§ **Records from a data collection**
──────────

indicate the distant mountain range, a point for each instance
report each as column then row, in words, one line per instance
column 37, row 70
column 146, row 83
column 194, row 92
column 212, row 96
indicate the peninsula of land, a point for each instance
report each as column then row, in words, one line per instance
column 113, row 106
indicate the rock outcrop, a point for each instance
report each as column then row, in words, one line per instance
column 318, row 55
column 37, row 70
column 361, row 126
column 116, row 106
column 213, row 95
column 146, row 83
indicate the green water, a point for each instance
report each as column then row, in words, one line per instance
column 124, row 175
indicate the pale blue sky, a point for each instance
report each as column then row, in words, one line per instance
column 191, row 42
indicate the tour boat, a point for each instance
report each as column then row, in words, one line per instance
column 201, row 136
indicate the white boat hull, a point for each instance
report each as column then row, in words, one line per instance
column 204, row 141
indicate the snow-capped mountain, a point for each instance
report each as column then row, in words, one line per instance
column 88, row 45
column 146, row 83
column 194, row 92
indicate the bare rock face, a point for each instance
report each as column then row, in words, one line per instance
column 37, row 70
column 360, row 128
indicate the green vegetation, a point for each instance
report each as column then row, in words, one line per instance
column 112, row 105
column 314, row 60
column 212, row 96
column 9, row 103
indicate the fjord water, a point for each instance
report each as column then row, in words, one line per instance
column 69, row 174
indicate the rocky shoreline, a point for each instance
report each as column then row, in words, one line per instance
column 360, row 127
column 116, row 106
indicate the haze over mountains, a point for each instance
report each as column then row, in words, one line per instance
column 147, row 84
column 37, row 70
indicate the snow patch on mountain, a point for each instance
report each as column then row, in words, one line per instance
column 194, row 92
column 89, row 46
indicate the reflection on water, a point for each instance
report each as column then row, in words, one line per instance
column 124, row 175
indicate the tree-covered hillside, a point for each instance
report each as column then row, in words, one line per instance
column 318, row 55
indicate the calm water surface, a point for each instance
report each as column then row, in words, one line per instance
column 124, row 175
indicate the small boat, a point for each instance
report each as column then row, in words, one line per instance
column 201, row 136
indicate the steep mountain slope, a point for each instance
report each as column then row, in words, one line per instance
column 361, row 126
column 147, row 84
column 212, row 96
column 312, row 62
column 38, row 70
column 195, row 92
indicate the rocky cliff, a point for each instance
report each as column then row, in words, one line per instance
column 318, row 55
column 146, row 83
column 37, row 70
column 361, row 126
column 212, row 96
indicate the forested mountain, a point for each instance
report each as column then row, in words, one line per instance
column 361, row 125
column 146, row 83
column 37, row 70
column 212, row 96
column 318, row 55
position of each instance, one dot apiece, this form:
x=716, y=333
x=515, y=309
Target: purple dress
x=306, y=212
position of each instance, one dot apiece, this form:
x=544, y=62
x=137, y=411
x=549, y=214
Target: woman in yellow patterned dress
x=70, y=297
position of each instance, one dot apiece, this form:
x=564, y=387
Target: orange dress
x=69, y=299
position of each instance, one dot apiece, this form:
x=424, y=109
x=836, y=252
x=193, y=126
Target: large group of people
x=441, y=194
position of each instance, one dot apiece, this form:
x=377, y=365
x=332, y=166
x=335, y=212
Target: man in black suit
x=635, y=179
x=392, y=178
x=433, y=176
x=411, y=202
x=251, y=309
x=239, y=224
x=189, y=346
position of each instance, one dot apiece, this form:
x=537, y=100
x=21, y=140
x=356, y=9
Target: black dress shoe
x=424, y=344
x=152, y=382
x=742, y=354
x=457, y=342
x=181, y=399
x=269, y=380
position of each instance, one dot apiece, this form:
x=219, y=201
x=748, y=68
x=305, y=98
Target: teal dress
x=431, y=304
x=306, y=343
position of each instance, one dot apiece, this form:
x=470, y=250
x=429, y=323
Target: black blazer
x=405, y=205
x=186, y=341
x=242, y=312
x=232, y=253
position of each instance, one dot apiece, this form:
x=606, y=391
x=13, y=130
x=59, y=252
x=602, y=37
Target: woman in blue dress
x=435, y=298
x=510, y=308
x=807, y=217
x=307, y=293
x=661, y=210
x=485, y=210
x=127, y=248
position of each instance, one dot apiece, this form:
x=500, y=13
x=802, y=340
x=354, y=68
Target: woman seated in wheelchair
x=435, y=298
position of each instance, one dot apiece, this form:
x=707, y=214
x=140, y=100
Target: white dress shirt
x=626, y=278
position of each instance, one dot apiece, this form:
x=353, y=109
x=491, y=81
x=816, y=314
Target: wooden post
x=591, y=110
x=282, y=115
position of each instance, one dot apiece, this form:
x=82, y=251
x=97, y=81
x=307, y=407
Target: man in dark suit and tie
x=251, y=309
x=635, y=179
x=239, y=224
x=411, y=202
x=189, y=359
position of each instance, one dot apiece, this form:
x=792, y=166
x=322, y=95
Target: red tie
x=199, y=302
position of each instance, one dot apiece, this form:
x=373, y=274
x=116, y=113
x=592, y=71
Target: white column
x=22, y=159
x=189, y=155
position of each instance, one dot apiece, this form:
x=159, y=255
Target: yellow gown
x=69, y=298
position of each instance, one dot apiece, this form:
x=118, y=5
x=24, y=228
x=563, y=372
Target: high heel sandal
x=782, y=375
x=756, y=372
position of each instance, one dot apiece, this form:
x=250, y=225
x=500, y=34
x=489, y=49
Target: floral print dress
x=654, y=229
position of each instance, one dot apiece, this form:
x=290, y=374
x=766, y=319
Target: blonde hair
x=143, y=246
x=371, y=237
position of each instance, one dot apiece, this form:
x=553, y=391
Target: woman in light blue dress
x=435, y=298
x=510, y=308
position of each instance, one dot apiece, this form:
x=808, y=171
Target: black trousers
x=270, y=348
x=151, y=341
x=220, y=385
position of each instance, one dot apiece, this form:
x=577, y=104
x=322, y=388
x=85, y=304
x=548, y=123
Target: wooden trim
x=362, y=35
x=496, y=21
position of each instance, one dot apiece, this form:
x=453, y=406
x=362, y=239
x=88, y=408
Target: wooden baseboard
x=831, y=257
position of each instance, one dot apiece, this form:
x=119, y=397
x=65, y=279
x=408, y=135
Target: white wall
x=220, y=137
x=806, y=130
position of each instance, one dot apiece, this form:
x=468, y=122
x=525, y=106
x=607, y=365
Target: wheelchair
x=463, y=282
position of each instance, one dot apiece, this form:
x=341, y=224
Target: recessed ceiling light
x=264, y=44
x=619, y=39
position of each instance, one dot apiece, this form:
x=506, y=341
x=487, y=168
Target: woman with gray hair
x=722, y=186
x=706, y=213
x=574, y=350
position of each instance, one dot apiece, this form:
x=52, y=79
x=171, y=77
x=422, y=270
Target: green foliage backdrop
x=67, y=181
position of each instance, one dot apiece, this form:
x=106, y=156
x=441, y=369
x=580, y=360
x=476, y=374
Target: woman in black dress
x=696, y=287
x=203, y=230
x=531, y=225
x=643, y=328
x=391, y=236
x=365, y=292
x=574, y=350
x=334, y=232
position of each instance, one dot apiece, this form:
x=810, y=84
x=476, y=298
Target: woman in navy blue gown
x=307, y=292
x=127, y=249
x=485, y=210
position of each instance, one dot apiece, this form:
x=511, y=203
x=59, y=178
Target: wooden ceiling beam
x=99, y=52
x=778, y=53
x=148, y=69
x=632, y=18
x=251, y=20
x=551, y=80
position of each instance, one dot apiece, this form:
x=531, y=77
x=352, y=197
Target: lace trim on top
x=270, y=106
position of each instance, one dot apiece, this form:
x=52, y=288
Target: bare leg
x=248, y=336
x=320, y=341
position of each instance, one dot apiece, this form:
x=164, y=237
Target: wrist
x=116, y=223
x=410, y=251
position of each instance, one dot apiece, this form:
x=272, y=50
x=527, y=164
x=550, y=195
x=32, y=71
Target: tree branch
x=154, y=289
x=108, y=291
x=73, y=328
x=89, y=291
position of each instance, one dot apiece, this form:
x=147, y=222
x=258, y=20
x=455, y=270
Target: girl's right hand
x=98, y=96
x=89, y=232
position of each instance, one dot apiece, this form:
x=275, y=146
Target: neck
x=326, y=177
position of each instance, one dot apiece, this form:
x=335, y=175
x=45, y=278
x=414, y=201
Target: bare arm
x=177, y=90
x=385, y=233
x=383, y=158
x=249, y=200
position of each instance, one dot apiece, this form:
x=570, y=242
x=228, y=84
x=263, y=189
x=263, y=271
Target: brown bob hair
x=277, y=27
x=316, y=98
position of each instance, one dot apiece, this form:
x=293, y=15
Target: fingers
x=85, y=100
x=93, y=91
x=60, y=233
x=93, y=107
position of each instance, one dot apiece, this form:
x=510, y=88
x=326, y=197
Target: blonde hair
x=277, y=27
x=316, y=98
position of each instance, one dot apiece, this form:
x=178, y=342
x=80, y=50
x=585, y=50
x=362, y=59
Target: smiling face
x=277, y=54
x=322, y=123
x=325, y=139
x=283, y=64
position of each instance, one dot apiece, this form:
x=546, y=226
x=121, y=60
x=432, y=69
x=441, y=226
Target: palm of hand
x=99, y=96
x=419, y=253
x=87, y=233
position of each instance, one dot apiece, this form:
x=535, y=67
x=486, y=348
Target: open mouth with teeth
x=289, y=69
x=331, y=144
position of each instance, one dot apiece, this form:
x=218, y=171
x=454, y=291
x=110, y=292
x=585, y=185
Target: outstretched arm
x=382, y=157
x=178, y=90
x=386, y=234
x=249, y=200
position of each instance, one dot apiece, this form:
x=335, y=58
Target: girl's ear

──────────

§ **Activity**
In the records above, return precisely the line containing "x=510, y=88" and each line that comes after it, up to the final one.

§ **Reply to the exercise**
x=510, y=88
x=326, y=197
Target: blonde hair
x=277, y=27
x=316, y=98
position of each instance, one dot apiece, this form:
x=178, y=342
x=80, y=50
x=585, y=50
x=362, y=59
Target: smiling face
x=277, y=54
x=322, y=123
x=325, y=139
x=283, y=64
position of each instance, one dot apiece, this form:
x=546, y=226
x=121, y=60
x=432, y=69
x=441, y=226
Target: palm of hand
x=99, y=96
x=419, y=253
x=87, y=233
position of each instance, one dot apiece, this form:
x=535, y=67
x=486, y=348
Target: open mouth with teeth
x=289, y=69
x=331, y=144
position of each instance, one dot apiece, this form:
x=218, y=171
x=454, y=291
x=110, y=292
x=585, y=185
Target: outstretched arm
x=382, y=157
x=178, y=90
x=386, y=234
x=249, y=200
position of each instance, one dot apiece, this form:
x=335, y=58
Target: girl's ear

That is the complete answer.